### What to produce:
Copy out the lines of the listing from the one containing "Point out the white house" onward, through the last, without altering any.

### Provided records:

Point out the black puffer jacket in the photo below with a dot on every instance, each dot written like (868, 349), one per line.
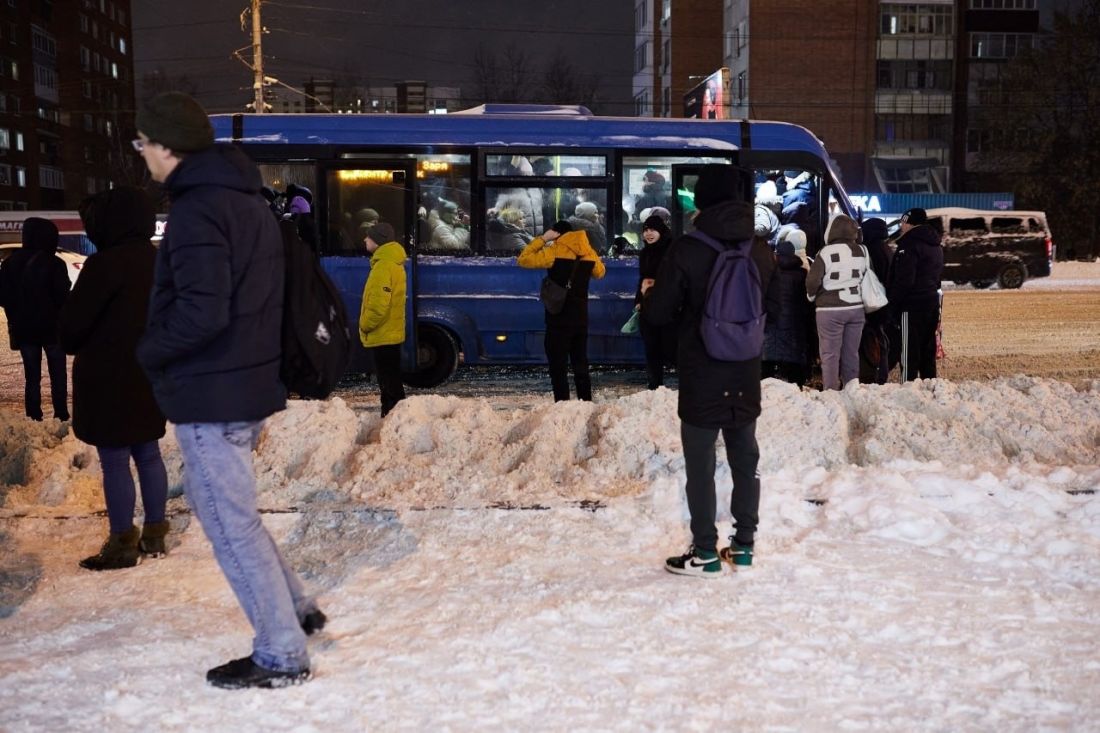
(915, 271)
(789, 313)
(213, 343)
(105, 317)
(712, 393)
(33, 286)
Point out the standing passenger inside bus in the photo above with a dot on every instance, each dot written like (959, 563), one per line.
(382, 318)
(34, 285)
(571, 262)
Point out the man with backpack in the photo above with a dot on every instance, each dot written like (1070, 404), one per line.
(212, 351)
(712, 282)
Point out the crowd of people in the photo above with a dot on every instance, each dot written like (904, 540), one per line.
(190, 334)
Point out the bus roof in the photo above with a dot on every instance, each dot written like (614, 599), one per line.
(565, 127)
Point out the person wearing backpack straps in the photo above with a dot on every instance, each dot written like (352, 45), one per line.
(833, 286)
(571, 262)
(212, 352)
(715, 394)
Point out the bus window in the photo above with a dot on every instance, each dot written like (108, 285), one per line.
(443, 204)
(519, 215)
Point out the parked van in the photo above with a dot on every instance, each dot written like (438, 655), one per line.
(982, 248)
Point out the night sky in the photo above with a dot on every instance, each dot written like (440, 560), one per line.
(381, 42)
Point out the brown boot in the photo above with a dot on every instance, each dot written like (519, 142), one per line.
(152, 538)
(120, 550)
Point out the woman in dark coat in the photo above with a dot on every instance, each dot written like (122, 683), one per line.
(660, 340)
(113, 407)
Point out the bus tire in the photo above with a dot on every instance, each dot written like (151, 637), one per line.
(1012, 276)
(437, 358)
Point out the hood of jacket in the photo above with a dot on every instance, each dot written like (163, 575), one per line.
(40, 234)
(389, 252)
(219, 165)
(920, 234)
(118, 216)
(843, 228)
(730, 221)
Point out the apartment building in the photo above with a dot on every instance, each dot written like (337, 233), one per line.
(66, 101)
(677, 45)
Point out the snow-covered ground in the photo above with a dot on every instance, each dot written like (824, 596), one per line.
(928, 558)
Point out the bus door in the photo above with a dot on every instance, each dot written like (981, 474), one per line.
(684, 178)
(359, 194)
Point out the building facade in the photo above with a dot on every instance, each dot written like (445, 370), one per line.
(66, 101)
(677, 44)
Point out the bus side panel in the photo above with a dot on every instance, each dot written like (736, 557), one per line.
(501, 299)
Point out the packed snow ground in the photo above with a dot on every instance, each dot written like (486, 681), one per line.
(928, 558)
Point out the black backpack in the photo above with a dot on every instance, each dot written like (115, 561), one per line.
(316, 341)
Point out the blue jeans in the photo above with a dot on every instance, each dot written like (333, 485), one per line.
(221, 489)
(119, 483)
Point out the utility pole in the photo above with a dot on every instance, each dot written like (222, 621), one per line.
(257, 59)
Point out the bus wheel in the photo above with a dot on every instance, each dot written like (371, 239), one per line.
(437, 358)
(1012, 276)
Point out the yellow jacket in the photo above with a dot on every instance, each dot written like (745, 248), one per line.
(382, 318)
(570, 245)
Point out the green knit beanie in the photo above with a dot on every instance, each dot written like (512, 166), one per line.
(176, 121)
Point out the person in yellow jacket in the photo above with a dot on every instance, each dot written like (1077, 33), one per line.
(382, 318)
(571, 262)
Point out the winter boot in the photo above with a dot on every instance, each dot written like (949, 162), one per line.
(314, 622)
(737, 555)
(700, 564)
(120, 550)
(152, 538)
(244, 673)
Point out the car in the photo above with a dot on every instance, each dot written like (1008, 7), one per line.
(73, 261)
(982, 248)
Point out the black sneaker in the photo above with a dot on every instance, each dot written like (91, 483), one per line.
(314, 622)
(700, 564)
(244, 673)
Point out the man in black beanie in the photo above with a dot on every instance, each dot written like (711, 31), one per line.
(714, 395)
(34, 285)
(212, 349)
(913, 292)
(571, 262)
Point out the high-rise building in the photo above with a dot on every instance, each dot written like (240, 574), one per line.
(66, 101)
(677, 45)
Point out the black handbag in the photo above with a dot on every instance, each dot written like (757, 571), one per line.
(553, 294)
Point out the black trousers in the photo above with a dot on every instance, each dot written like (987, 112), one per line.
(919, 343)
(568, 345)
(387, 369)
(32, 374)
(660, 343)
(700, 461)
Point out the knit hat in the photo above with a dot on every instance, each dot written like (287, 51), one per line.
(176, 121)
(40, 233)
(657, 223)
(915, 217)
(717, 184)
(381, 233)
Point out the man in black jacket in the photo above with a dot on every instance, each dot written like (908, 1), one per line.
(34, 285)
(212, 351)
(714, 395)
(913, 291)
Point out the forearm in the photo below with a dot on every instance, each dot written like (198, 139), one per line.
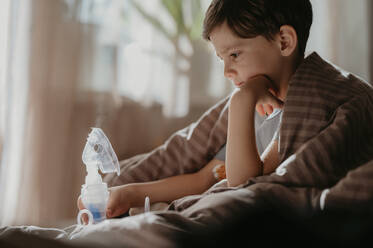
(242, 158)
(172, 188)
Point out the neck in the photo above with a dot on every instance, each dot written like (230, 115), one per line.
(288, 71)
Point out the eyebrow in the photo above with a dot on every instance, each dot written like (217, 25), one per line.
(227, 49)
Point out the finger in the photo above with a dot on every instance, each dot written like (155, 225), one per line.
(273, 92)
(275, 102)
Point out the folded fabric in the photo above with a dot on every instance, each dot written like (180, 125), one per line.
(326, 133)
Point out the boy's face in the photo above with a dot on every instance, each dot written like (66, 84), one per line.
(246, 58)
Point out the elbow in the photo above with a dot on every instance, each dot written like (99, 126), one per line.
(242, 178)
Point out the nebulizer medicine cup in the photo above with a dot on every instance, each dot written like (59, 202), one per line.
(98, 154)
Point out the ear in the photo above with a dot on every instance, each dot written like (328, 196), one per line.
(287, 40)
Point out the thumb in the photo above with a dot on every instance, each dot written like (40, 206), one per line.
(276, 103)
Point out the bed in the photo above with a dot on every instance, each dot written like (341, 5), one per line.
(321, 192)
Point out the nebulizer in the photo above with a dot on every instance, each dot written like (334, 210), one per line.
(97, 154)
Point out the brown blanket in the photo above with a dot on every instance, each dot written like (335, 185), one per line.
(326, 149)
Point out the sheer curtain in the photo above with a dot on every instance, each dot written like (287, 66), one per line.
(68, 65)
(71, 65)
(40, 167)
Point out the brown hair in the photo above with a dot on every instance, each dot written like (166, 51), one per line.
(251, 18)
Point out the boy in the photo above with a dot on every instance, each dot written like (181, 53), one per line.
(262, 43)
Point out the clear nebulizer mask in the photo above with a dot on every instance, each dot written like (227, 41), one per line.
(97, 154)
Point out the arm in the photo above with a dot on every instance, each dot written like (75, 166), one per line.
(122, 198)
(242, 158)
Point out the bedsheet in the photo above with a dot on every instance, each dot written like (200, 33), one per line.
(326, 149)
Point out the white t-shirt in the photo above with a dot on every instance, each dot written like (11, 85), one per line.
(266, 129)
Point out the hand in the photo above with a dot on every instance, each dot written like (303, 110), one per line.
(262, 92)
(120, 200)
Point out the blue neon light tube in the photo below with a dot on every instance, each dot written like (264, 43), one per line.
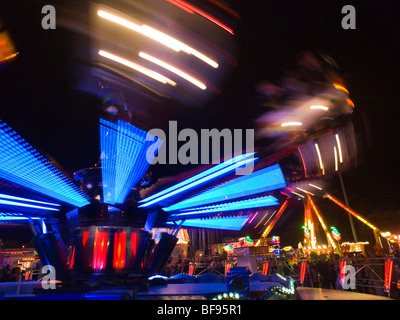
(230, 206)
(267, 179)
(196, 181)
(224, 223)
(25, 205)
(198, 176)
(6, 196)
(126, 154)
(21, 164)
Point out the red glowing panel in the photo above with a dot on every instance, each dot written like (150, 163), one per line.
(100, 250)
(388, 273)
(188, 7)
(71, 264)
(119, 250)
(342, 271)
(265, 268)
(303, 271)
(228, 267)
(133, 243)
(85, 237)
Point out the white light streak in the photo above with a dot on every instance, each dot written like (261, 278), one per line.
(173, 69)
(137, 67)
(158, 36)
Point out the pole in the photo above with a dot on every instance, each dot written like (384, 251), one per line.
(347, 204)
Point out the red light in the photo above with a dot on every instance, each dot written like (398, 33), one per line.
(253, 217)
(265, 267)
(191, 269)
(100, 250)
(186, 6)
(85, 237)
(342, 270)
(119, 250)
(71, 264)
(228, 267)
(133, 243)
(183, 7)
(388, 273)
(303, 271)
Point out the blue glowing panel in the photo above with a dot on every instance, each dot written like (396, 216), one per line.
(126, 154)
(21, 164)
(199, 179)
(12, 201)
(267, 179)
(230, 206)
(6, 217)
(9, 197)
(224, 223)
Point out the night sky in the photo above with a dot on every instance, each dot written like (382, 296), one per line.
(37, 99)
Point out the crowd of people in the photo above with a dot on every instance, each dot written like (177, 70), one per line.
(323, 271)
(8, 274)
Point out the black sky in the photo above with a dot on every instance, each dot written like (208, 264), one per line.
(36, 98)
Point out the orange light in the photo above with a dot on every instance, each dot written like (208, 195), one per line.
(321, 221)
(351, 212)
(274, 220)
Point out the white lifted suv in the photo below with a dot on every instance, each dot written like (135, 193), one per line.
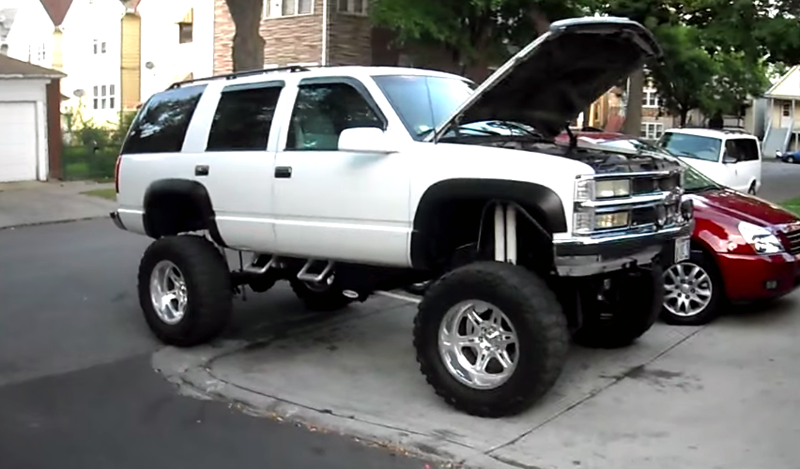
(350, 180)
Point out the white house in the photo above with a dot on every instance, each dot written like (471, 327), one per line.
(28, 32)
(177, 42)
(783, 115)
(29, 121)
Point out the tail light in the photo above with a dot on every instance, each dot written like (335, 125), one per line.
(116, 173)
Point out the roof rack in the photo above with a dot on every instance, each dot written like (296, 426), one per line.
(248, 73)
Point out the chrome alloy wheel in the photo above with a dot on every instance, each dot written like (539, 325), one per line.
(168, 292)
(687, 289)
(478, 344)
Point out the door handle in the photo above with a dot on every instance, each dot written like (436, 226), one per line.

### Completed exercise:
Point out the white house in the photo above with a dot on every instance, each dot written like (471, 327), one per line.
(28, 32)
(177, 42)
(783, 115)
(29, 121)
Point out the tail light in the photo above with a dot on every instance, each dot written like (335, 125), one per line.
(116, 173)
Point out the roof rack in the photo above with a dot on every instance, each dot written like (296, 426), one per line.
(248, 73)
Point out the chrome alloy wheel in the photo above with a dot on every instance, each dot written like (539, 325), one per line.
(168, 292)
(687, 289)
(478, 344)
Point out the door handle in the photo above with a dot on every instance, each dot written like (436, 226), one per line.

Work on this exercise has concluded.